(Dataset records)
* * * *

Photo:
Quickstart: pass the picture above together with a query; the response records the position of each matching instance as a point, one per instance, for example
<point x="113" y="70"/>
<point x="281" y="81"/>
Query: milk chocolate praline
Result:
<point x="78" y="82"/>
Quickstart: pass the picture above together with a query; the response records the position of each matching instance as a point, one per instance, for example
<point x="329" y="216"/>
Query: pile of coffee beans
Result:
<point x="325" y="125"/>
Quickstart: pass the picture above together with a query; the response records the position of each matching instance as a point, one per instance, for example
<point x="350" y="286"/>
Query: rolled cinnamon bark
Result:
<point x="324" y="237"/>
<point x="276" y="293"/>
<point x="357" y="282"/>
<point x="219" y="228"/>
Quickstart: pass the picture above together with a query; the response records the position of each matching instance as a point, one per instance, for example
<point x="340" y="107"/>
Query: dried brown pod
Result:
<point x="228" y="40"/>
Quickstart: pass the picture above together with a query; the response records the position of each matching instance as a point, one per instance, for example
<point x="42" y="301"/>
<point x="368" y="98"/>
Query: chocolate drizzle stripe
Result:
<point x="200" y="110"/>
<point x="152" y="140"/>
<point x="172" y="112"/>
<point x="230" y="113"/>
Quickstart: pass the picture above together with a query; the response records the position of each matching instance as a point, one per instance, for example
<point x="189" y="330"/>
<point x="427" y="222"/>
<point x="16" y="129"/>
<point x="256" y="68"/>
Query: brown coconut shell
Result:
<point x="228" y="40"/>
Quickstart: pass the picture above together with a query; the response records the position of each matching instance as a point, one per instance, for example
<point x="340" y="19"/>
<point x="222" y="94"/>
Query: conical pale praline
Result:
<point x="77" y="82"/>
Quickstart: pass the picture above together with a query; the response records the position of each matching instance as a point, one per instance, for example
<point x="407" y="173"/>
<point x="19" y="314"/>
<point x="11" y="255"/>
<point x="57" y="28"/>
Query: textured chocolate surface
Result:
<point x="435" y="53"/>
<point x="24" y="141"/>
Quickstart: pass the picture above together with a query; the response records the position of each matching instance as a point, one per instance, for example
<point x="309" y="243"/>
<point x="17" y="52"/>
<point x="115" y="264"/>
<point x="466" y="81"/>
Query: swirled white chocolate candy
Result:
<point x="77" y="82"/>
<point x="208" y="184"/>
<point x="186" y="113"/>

* * * *

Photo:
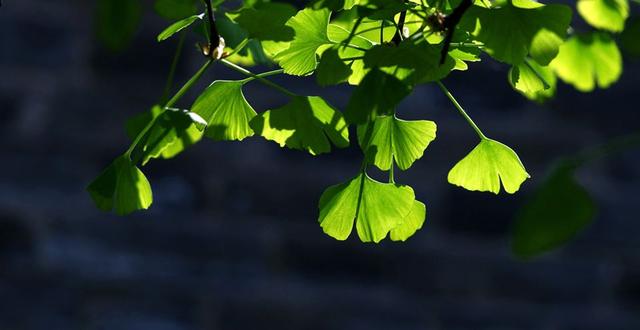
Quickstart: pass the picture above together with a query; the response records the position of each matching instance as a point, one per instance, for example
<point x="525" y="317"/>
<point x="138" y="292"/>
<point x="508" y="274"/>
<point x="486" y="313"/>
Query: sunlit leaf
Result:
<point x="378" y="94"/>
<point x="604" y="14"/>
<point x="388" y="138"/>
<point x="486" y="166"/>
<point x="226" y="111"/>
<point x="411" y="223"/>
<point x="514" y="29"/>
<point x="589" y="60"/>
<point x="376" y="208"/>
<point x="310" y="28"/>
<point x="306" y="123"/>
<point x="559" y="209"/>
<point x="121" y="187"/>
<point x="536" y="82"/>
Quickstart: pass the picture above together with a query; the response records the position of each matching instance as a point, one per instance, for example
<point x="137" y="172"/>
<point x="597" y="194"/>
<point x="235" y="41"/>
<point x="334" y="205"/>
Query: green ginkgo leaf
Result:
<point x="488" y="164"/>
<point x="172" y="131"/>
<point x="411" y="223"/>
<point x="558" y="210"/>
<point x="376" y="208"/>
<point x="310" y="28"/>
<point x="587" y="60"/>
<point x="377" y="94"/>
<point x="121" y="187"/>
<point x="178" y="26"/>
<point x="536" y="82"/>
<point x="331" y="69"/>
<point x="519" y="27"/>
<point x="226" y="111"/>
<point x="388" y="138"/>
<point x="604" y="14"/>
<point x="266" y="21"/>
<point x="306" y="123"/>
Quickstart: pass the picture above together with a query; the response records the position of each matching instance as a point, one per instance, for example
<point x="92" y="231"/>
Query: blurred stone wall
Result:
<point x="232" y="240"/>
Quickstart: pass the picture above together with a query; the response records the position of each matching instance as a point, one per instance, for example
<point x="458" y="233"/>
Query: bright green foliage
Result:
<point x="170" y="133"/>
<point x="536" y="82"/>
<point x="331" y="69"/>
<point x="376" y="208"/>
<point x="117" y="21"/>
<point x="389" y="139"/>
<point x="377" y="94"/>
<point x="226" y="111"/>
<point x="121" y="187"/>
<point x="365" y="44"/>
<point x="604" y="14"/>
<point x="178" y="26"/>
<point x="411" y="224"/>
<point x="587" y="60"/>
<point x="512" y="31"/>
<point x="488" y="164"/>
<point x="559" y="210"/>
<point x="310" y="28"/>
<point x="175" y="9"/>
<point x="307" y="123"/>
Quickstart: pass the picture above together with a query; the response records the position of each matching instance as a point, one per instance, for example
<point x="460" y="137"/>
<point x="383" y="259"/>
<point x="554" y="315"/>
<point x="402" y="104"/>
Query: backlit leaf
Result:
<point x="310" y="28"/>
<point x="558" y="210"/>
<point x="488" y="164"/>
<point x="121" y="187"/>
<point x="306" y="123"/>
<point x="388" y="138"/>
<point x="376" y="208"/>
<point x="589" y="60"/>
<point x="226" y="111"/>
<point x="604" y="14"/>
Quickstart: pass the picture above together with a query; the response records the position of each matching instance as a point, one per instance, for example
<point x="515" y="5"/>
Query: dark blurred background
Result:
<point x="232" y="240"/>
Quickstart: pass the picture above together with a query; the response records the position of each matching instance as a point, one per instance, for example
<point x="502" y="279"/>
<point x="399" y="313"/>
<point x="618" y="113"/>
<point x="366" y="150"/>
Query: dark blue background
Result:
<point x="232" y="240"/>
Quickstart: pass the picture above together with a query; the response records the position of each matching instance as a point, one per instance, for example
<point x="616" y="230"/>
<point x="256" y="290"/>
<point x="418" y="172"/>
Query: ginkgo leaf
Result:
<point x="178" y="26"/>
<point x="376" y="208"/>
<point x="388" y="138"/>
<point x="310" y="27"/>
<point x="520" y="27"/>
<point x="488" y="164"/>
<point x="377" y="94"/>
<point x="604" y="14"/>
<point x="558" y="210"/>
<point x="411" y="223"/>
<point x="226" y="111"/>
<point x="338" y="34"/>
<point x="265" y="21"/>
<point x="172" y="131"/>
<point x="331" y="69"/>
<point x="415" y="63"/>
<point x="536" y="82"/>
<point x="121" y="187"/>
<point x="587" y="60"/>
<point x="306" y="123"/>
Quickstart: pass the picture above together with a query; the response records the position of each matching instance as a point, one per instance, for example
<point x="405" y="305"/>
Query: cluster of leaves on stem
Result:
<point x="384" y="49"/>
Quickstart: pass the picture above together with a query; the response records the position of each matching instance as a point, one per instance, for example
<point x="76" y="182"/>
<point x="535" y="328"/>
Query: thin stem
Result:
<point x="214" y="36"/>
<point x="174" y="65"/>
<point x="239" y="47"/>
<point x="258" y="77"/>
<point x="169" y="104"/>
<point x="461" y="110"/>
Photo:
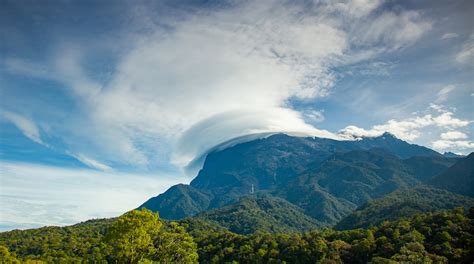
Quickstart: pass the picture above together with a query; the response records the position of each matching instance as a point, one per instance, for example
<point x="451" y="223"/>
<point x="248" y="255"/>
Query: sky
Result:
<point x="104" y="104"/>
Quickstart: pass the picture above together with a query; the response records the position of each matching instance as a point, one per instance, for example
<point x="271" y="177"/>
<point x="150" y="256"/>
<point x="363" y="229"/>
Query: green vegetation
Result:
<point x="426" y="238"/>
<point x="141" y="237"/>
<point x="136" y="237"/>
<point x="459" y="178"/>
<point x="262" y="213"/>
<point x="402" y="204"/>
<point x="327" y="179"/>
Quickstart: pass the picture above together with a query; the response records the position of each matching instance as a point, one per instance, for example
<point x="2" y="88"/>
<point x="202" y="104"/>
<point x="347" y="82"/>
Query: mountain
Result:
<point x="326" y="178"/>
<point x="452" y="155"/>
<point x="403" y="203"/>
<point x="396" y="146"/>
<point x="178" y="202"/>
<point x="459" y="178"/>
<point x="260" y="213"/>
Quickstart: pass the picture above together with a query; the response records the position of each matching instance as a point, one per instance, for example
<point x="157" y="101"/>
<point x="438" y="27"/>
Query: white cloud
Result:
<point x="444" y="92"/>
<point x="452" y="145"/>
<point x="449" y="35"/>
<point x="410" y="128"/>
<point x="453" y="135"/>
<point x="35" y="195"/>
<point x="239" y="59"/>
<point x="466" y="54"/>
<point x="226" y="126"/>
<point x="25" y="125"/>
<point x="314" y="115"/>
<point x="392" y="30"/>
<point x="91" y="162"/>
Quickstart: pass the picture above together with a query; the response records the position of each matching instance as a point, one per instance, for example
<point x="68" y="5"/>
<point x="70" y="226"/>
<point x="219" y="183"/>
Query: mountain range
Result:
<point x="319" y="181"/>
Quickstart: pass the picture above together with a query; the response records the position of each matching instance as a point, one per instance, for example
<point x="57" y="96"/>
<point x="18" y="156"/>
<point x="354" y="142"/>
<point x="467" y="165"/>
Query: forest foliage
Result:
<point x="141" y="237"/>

* * * *

Aim :: How many lines of the listing above contain the string "stem"? Give only the number.

Reply :: 2